Written exercise: Put each line of the entries below into a JSON list of strings, with one string per line and no blank lines.

Records to use:
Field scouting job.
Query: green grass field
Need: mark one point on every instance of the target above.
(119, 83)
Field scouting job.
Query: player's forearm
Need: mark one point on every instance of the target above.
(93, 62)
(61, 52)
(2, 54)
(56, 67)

Response:
[
  "Field scouting job.",
  "Query: green grass field",
  "Need: mark one point on every instance of the target above.",
  "(119, 83)",
  "Field scouting job.",
  "Query: player's forearm",
  "Need: mark one point on every instance of the target above.",
  "(93, 62)",
  "(61, 52)",
  "(2, 54)",
  "(56, 67)"
]